(Collected data)
:::::

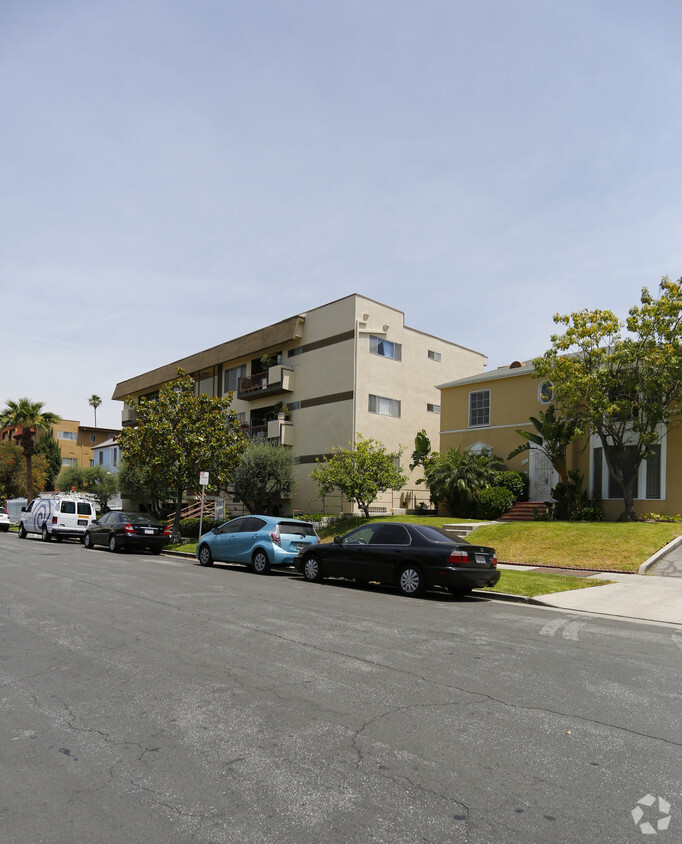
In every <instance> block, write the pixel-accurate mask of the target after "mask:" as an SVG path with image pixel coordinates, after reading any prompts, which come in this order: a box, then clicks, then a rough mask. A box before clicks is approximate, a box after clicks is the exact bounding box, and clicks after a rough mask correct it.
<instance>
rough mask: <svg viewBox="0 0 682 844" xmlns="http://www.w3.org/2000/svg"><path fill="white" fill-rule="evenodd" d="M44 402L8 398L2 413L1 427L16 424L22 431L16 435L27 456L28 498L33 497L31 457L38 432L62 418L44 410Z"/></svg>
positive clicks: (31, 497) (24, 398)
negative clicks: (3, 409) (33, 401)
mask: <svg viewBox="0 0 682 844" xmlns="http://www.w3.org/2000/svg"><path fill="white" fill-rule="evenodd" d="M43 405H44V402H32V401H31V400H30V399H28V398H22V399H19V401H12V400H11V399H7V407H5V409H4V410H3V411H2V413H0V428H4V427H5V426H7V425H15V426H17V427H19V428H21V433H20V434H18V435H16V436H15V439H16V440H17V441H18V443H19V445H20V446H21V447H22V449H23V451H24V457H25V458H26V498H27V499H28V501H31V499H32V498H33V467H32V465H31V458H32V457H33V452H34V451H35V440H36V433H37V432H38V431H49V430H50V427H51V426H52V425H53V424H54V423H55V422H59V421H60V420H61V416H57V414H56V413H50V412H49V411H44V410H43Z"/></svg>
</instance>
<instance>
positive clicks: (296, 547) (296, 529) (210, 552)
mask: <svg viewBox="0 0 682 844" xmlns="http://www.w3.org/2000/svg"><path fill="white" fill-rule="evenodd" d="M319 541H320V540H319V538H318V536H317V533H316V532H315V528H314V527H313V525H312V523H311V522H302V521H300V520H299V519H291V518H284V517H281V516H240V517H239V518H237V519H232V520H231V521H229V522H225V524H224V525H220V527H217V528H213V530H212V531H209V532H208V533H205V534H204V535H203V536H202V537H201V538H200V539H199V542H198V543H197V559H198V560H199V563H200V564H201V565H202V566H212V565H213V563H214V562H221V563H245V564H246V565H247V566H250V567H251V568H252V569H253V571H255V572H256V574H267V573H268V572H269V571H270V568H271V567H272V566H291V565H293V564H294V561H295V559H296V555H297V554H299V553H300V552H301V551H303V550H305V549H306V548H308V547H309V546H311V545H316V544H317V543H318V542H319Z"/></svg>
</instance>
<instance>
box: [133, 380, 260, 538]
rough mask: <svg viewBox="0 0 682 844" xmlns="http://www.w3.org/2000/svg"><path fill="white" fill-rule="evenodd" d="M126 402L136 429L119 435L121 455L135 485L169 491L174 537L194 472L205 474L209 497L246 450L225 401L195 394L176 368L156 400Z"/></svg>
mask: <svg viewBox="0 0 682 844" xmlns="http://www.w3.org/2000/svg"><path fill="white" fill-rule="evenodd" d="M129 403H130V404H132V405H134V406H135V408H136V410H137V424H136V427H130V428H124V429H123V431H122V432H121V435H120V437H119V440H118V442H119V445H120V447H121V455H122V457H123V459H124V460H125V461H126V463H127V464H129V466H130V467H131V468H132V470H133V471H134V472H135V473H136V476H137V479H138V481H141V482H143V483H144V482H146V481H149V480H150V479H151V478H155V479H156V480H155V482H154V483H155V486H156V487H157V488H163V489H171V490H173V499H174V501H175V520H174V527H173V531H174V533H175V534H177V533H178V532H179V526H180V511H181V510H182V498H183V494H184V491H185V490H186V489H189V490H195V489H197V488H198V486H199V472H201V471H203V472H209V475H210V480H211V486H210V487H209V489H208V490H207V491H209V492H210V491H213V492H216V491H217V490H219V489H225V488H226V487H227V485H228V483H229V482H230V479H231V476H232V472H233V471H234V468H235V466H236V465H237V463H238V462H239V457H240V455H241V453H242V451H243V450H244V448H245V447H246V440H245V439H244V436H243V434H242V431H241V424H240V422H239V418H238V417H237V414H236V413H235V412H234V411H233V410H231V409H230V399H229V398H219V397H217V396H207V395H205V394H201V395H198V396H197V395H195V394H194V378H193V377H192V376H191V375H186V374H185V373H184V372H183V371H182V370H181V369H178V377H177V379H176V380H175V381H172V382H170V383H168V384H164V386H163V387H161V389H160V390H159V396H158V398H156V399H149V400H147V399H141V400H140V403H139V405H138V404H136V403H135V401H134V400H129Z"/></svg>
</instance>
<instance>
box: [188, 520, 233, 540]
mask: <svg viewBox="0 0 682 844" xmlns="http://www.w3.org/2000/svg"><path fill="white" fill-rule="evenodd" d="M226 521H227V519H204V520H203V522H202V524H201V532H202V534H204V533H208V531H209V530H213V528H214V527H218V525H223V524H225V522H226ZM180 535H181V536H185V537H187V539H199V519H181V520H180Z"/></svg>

:::::

WHAT NEEDS TO BE DONE —
A faithful, word-for-word version of the records above is needed, with no images in it.

ANSWER SPACE —
In every <instance> block, write the pixel-accurate mask of the target after "mask:" as an SVG path with image pixel coordinates, after reading any prompts, which come in this order: a box, then clicks, then a rough mask. A box before clicks is approximate, a box after clicks is the exact bounding box, and clicks after a rough mask correct it.
<instance>
rough mask: <svg viewBox="0 0 682 844" xmlns="http://www.w3.org/2000/svg"><path fill="white" fill-rule="evenodd" d="M44 402L8 398L2 413L1 427L16 424L22 431L16 435L27 456L28 498L33 497L31 457L38 432L62 418L44 410Z"/></svg>
positive clicks: (31, 497) (24, 398)
negative clicks: (3, 409) (33, 401)
mask: <svg viewBox="0 0 682 844" xmlns="http://www.w3.org/2000/svg"><path fill="white" fill-rule="evenodd" d="M43 405H44V402H32V401H31V400H30V399H28V398H22V399H19V401H12V400H11V399H7V407H5V409H4V410H3V411H2V413H0V428H4V427H5V426H7V425H15V426H17V427H19V428H21V433H20V434H18V435H16V436H15V439H16V440H17V441H18V443H19V445H20V446H21V447H22V449H23V451H24V457H25V458H26V498H27V499H28V501H31V499H32V498H33V467H32V465H31V458H32V457H33V452H34V451H35V440H36V433H37V432H38V431H49V430H50V427H51V426H52V425H53V424H54V423H55V422H59V421H60V420H61V416H57V414H56V413H50V412H49V411H44V410H43Z"/></svg>
</instance>
<instance>
positive clicks: (296, 547) (296, 529) (210, 552)
mask: <svg viewBox="0 0 682 844" xmlns="http://www.w3.org/2000/svg"><path fill="white" fill-rule="evenodd" d="M319 541H320V540H319V538H318V536H317V533H316V532H315V528H314V527H313V525H312V523H311V522H302V521H300V520H299V519H291V518H284V517H281V516H240V517H239V518H237V519H232V520H231V521H229V522H225V524H224V525H220V527H217V528H213V530H212V531H209V532H208V533H205V534H204V535H203V536H202V537H201V538H200V539H199V542H198V543H197V559H198V560H199V563H200V564H201V565H202V566H212V565H213V563H214V562H221V563H245V564H246V565H247V566H250V567H251V568H252V569H253V571H255V572H256V574H267V573H268V572H269V571H270V568H271V567H272V566H291V565H293V564H294V561H295V559H296V555H297V554H299V553H300V552H301V551H303V550H305V549H306V548H308V547H309V546H311V545H316V544H317V543H318V542H319Z"/></svg>
</instance>
<instance>
box: [133, 380, 260, 538]
rough mask: <svg viewBox="0 0 682 844" xmlns="http://www.w3.org/2000/svg"><path fill="white" fill-rule="evenodd" d="M126 402L136 429L119 435L121 455L135 485L169 491L174 537L194 472L205 474L209 497L246 450L225 401L195 394L176 368L156 400Z"/></svg>
mask: <svg viewBox="0 0 682 844" xmlns="http://www.w3.org/2000/svg"><path fill="white" fill-rule="evenodd" d="M129 403H130V404H132V405H134V406H135V408H136V410H137V424H136V427H130V428H124V429H123V431H122V432H121V435H120V437H119V440H118V442H119V445H120V447H121V455H122V457H123V459H124V460H125V461H126V463H127V464H129V466H130V467H131V468H132V470H133V471H134V472H135V473H136V476H137V479H138V481H141V482H143V483H144V482H146V481H149V480H150V479H151V478H155V479H156V480H155V482H154V483H155V486H156V487H157V488H163V489H171V490H173V499H174V501H175V520H174V527H173V531H174V533H175V534H177V533H178V532H179V526H180V511H181V510H182V498H183V494H184V491H185V490H186V489H189V490H195V489H197V488H198V486H199V472H201V471H203V472H209V475H210V480H211V486H210V487H209V489H208V490H207V491H209V492H210V491H213V492H216V491H217V490H219V489H225V488H226V487H227V485H228V483H229V482H230V479H231V476H232V472H233V471H234V468H235V466H236V465H237V463H238V462H239V457H240V455H241V453H242V451H243V450H244V448H245V447H246V440H245V439H244V436H243V434H242V431H241V424H240V422H239V418H238V417H237V414H236V413H235V412H234V411H233V410H231V409H230V399H229V398H219V397H217V396H207V395H205V394H201V395H198V396H197V395H195V394H194V378H193V377H192V376H191V375H186V374H185V373H184V372H183V371H182V370H181V369H178V377H177V379H176V380H175V381H172V382H170V383H168V384H164V386H163V387H161V389H160V390H159V396H158V398H156V399H149V400H147V399H141V400H140V403H139V405H138V404H136V403H135V401H134V400H129Z"/></svg>
</instance>
<instance>
box: [188, 520, 233, 540]
mask: <svg viewBox="0 0 682 844" xmlns="http://www.w3.org/2000/svg"><path fill="white" fill-rule="evenodd" d="M226 521H227V519H204V520H203V522H202V524H201V532H202V534H204V533H208V531H209V530H213V528H214V527H218V525H223V524H225V522H226ZM180 535H181V536H185V537H187V539H199V519H181V520H180Z"/></svg>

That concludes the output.